EXCERPTED TEXT:

>> start

Ranorex has three basic interacting pieces: plugins, elements and adapters. Almost everything else boils down to these. Whether you’re programming directly against the API or designing your test suites with Ranorex Studio, these are the pieces that make your tests work. Understanding these three might not give you any immediate insights that will improve your tests, but it will put everything else in perspective.

RanoreXPaths and repositories put these pieces together in different ways and provide much more advanced functionality. Besides making it easier to find elements and work with them, optimizing RanoreXPaths and repositories can significantly improve your tests.

This post briefly cover plugins, elements and adapters. RanoreXPaths and repositories are covered separately.

Plugins

Plugins tell Ranorex how to work with different UI platforms and technologies. A plugin does a few things, but its most important role is to map platform-specific controls to Ranorex elements. It knows how to respond to changes in the UI and activate the controls.

Ranorex supports quite a few platforms. You can find the platforms in any test suite project’s References folder. There are plugins for:

  • Microsoft’s WPF, WinForms and Win32 platforms;
  • the Internet Explorer, Chrome and Mozilla browsers;
  • the cross-platform Java and Flash/Flex UI platforms;
  • the Microsoft Office and SAP applications;
  • the Mobile Android, iOS and Windows Phone platforms;
  • a few other assorted technologies.

Ranorex continues to add plugins that add or improve support for existing and emerging platforms, some of which are provided out of the box and others, such as the LabVIEW plugin, are purchased separately.

Elements

Elements store metadata about UI controls and provide the information Ranorex needs to find and work with them. They also provides a few basic functions that every UI control has to support, such as determining whether a control is visible, providing its size and coordinates on the screen, and calculating paths for any element. Elements capture screenshots and snapshots, determine element hierarchy and support query operations and other features. Elements also use caching to improve performance, though this support is only really configurable when coding against the Ranorex API and managed automatically by tests built in Ranorex Studio.

When you look at an element in the Spy, the Overview and Detail tabs shows attributes and properties split into various sections. The attributes in the General section are common to all elements and their values are provided by the element directly.

Coders using the Ranorex API will often use the Element class to find elements and read their metadata. But elements are rather abstract and difficult for non-coders to use, so Ranorex Studio uses repositories instead. Repositories are covered in the next post.

Adapters

Adapters represent the behavior shared by similar controls, regardless of the UI technology, and make that behavior available for automation. They expose control data as attributes, and their functionality as actions. And they know which attributes and actions different types of controls are expected to have.

Every element supports multiple adapters, depending on the UI platform and the control’s capabilities. For example, the WPF platform supports the UIA technology that provides automation and accessibility support. So almost all WPF elements can be used with the core adapters (e.g., Button, CheckBox, Menu, Form, etc.) as well as the UIAutomation and related adapters.

And because they’re cross-platform, similar controls in different platforms are expected to share behavior and can use the same adapter. Plugins are responsible for applying the cross-platform behavior to each supported underlying UI platform. All buttons, for example, whether HTML button elements or WPF button controls, are represented by the Button adapter.

Different adapters are cross-platform to different extents – some more than others. For example, the Button adapter can be used to represent buttons in almost all platforms, whether Web, or WPF, or Java. In contrast, the ATag adapter represents the HTML anchor (a) tag in the various Web plugins, and is therefore only supported by the Internet Explorer, Mozilla and Chrome plugins. Similarly, there are adapters for buttons, menus, containers, windows, radio buttons, tables, tooltips, sliders, and most every other type of control, some shared by the majority of plugins and some specific to just one or two plugins.

Summary

To sum things up, elements represent UI controls, adapters provide cross-platform type-specific attributes and actions for elements, and plugins map UI controls to Ranorex elements and bind them to adapters.

>> end

INFORMATION PROVIDED:
>> start

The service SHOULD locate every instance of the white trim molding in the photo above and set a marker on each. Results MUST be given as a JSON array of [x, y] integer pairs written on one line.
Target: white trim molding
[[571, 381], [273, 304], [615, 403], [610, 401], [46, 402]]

>> end

TASK PROMPT: Write out, word for word, the passage of the Ranorex plugins, elements and adapters text that begins with the words containing "Elements store metadata" and ends with "the element directly.".

EXPECTED OUTPUT:
Elements store metadata about UI controls and provide the information Ranorex needs to find and work with them. They also provides a few basic functions that every UI control has to support, such as determining whether a control is visible, providing its size and coordinates on the screen, and calculating paths for any element. Elements capture screenshots and snapshots, determine element hierarchy and support query operations and other features. Elements also use caching to improve performance, though this support is only really configurable when coding against the Ranorex API and managed automatically by tests built in Ranorex Studio.

When you look at an element in the Spy, the Overview and Detail tabs shows attributes and properties split into various sections. The attributes in the General section are common to all elements and their values are provided by the element directly.